### Texte source:
# Ipod 80 Go icone triste



## lover_boy1989 (10 Février 2009)

Bonjour, 
j'ai un problème avec mon ipod 80Go quand je l'allume il vien un ipod triste avec point d'exclamation et le lien www.apple.com/support/ipod ,j'ai fait le truc de menu+ milieu mais sa se pas rien 
AIDER MOiiiiiiiiiiiiiiiiiiiiiiiii   s.v.p  il apparait pas dans iTunes 


merci d'avance


----------



## whereismymind (10 Février 2009)

Va donc voir le support en ligne mais de mémoire ce n'est pas très bon signe pour ton iPod.


----------



## lover_boy1989 (18 Février 2009)

aider moi svp


----------



## Vincegibson (18 Février 2009)

Il me semble que celà signifie que la batterie commence à avoir du mal.
Ca m'a fait ça en fin de vie de mon feu-iPod Mini 
J'espère que c'est rien de grave chez toi!


----------



## whereismymind (18 Février 2009)

Ca me revient maintenant, ça me l'a fait sur mon Mini quand le disque dur a lâché ...


----------



## lover_boy1989 (23 Février 2009)

### Données fournies:
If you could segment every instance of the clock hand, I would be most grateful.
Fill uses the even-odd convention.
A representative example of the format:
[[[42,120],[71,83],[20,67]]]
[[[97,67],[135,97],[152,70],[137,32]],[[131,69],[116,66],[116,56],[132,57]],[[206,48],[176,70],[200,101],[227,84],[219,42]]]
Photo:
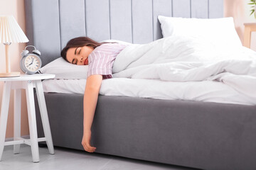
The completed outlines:
[[[33,58],[32,59],[32,62],[31,62],[31,64],[29,64],[29,65],[31,65],[31,64],[33,64],[33,60],[34,60],[35,58]]]

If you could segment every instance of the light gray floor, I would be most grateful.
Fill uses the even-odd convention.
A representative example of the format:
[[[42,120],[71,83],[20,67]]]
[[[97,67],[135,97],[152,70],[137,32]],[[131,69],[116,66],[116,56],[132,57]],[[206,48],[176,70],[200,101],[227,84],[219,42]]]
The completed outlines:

### Travail à faire:
• a. Condensez en une seule phrase le paragraphe du fil de discussion qui commence par « Il me semble que celà signifie », en conservant ses faits essentiels.
• b. Restituez sous forme de liste JSON de chaînes toutes les lignes des données fournies, une chaîne par ligne, sans les lignes vides. Omettez les images dans la réponse.

### Corrigé des tâches:
• a. Selon ce message, le symptôme indiquerait une batterie qui commence à faiblir, comme ce fut le cas en fin de vie du défunt iPod Mini de l'auteur du message, qui espère que rien de grave n'est en cause.

• b.
[
  "If you could segment every instance of the clock hand, I would be most grateful.",
  "Fill uses the even-odd convention.",
  "A representative example of the format:",
  "[[[42,120],[71,83],[20,67]]]",
  "[[[97,67],[135,97],[152,70],[137,32]],[[131,69],[116,66],[116,56],[132,57]],[[206,48],[176,70],[200,101],[227,84],[219,42]]]",
  "Photo:",
  "The completed outlines:",
  "[[[33,58],[32,59],[32,62],[31,62],[31,64],[29,64],[29,65],[31,65],[31,64],[33,64],[33,60],[34,60],[35,58]]]",
  "If you could segment every instance of the light gray floor, I would be most grateful.",
  "Fill uses the even-odd convention.",
  "A representative example of the format:",
  "[[[42,120],[71,83],[20,67]]]",
  "[[[97,67],[135,97],[152,70],[137,32]],[[131,69],[116,66],[116,56],[132,57]],[[206,48],[176,70],[200,101],[227,84],[219,42]]]",
  "The completed outlines:"
]